**Required work:**
In the records below, find the line that contains "negative clicks: (612, 592) (605, 605)" and the line that contains "box: [573, 618, 641, 653]". Set down exactly those lines and every line between them, and nothing more.

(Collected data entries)

%%

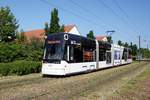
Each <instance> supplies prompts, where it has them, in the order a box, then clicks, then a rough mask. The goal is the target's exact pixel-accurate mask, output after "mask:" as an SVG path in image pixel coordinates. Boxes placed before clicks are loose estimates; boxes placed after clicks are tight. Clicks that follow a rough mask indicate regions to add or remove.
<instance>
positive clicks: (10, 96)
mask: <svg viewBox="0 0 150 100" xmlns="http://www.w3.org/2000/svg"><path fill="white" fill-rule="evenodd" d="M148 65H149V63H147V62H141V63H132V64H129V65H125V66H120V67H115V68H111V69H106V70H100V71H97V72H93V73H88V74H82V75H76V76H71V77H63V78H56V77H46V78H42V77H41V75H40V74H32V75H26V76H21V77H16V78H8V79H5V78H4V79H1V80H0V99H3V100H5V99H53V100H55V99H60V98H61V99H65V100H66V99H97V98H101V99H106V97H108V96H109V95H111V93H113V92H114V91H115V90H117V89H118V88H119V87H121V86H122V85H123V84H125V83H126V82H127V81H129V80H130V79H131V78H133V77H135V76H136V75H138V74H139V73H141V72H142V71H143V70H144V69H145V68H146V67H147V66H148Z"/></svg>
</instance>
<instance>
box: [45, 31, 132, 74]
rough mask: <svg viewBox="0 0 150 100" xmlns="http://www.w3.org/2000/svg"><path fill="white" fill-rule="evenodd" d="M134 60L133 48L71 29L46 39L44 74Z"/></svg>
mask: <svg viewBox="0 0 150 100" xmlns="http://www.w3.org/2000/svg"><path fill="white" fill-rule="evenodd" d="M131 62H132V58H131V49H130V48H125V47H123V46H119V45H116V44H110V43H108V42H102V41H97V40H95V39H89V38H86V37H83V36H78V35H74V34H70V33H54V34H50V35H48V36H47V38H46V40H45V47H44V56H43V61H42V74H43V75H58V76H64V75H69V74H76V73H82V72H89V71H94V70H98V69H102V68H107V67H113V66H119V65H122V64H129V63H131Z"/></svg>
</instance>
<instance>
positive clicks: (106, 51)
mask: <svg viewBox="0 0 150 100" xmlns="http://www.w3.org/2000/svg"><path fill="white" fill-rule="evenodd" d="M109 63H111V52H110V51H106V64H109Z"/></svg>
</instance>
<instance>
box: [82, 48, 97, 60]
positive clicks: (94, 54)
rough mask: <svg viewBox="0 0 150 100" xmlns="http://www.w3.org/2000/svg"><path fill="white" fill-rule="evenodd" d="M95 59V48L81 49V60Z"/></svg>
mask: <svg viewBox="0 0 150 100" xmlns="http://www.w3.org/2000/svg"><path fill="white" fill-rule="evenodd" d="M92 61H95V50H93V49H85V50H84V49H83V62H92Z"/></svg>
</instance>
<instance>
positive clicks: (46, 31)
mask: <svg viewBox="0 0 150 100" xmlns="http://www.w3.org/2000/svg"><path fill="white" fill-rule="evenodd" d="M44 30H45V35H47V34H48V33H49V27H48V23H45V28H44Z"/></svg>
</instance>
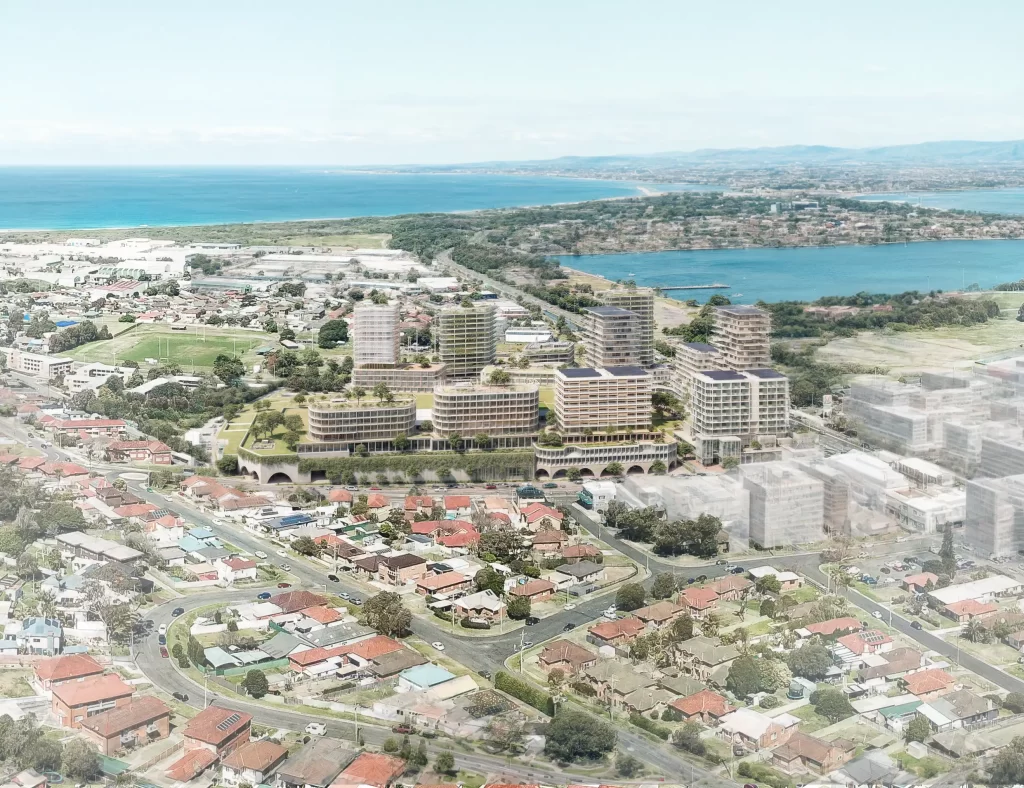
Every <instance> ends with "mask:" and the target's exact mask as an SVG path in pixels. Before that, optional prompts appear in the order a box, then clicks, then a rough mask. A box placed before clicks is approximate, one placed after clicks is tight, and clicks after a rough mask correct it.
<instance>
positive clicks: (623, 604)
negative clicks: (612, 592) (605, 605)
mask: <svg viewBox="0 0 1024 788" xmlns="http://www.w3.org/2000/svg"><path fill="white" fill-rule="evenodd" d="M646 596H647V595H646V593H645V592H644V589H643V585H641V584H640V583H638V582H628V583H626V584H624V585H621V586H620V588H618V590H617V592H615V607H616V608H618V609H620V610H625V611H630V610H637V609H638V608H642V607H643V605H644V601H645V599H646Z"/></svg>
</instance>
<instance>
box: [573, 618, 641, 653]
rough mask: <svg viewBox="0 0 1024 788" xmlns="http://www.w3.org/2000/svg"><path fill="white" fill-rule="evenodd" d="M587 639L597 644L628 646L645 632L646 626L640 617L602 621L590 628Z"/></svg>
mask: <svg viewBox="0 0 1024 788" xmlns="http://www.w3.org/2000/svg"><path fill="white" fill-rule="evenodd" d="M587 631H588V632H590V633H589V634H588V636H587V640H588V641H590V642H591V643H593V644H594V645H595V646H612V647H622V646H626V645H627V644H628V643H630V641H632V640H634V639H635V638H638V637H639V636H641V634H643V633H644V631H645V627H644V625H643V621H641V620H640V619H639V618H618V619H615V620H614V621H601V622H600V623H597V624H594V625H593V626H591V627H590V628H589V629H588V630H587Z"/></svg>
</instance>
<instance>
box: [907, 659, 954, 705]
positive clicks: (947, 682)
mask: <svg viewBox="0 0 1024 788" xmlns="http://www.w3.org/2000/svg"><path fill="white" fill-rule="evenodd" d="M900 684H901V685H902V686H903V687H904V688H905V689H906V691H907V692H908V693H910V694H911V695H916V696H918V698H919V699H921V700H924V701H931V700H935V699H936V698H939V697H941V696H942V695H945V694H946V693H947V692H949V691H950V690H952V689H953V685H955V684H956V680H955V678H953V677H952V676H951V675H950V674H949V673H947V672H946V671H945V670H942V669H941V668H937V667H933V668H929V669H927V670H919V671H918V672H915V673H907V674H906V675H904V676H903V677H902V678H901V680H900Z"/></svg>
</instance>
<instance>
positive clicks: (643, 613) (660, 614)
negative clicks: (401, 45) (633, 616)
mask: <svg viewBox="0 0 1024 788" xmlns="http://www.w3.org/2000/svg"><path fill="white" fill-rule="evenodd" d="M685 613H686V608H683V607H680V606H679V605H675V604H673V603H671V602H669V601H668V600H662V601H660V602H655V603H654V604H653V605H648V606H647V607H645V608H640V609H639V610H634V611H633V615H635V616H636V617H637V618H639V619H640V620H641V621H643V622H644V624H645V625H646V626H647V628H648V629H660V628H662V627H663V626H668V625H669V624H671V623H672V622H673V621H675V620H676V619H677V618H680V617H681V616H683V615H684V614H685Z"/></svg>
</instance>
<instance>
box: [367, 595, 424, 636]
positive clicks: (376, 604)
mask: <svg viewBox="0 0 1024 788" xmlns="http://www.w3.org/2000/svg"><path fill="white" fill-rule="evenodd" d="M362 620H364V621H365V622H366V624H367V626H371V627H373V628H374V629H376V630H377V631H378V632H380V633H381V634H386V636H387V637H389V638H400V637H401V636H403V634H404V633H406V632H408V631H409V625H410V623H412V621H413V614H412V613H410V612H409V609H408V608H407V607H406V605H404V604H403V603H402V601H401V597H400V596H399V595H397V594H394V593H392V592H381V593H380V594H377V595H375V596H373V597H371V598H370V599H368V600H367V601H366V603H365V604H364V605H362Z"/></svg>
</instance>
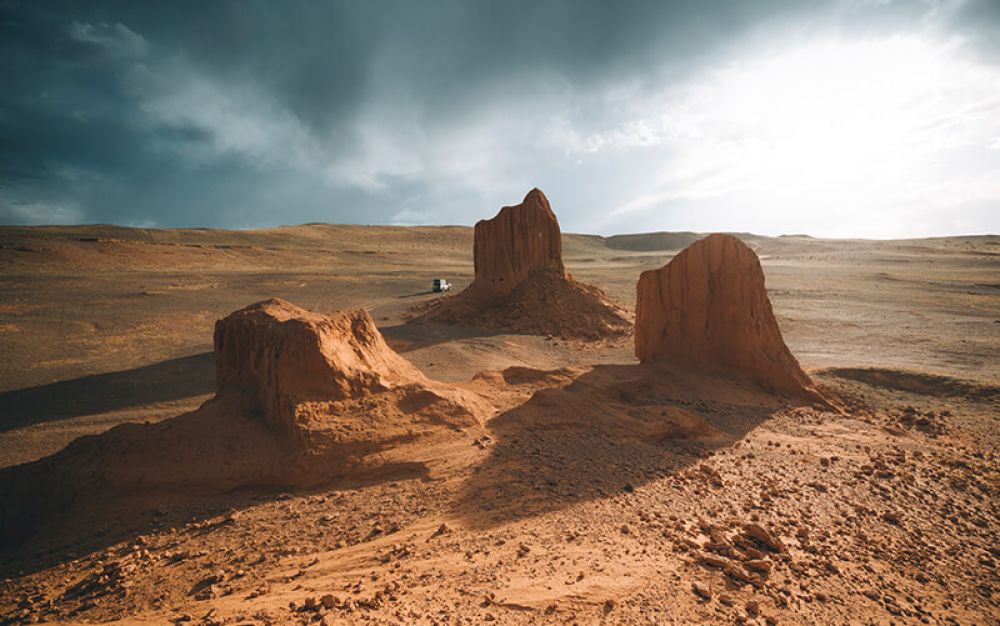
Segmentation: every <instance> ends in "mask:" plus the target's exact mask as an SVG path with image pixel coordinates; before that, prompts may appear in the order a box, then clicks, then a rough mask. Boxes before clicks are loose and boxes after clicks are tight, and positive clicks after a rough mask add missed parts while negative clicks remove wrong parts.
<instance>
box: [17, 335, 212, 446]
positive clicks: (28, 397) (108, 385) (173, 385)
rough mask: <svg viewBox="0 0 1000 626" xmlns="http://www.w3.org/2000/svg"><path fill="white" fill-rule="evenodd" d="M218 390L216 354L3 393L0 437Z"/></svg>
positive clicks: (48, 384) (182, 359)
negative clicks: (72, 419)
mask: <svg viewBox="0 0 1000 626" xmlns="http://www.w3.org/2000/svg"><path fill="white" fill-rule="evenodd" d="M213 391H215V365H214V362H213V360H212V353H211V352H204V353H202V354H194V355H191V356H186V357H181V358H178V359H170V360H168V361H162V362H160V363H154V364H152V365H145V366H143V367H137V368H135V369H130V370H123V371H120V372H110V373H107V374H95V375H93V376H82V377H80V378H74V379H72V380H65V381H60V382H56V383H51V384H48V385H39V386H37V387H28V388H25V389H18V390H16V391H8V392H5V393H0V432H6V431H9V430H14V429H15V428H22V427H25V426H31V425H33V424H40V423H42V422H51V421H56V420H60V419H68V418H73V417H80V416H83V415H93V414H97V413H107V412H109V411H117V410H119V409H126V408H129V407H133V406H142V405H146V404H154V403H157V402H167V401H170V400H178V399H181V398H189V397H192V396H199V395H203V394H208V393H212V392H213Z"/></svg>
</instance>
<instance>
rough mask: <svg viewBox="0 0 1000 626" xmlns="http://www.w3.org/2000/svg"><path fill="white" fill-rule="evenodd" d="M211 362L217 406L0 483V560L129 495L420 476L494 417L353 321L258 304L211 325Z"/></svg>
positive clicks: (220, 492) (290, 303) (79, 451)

%%

**Solution for this task:**
negative clicks: (612, 592) (605, 605)
mask: <svg viewBox="0 0 1024 788" xmlns="http://www.w3.org/2000/svg"><path fill="white" fill-rule="evenodd" d="M646 596H647V595H646V593H645V592H644V589H643V585H641V584H640V583H638V582H628V583H626V584H624V585H621V586H620V588H618V590H617V592H615V607H616V608H618V609H620V610H625V611H630V610H637V609H638V608H642V607H643V605H644V601H645V599H646Z"/></svg>
</instance>
<instance>
box: [573, 618, 641, 653]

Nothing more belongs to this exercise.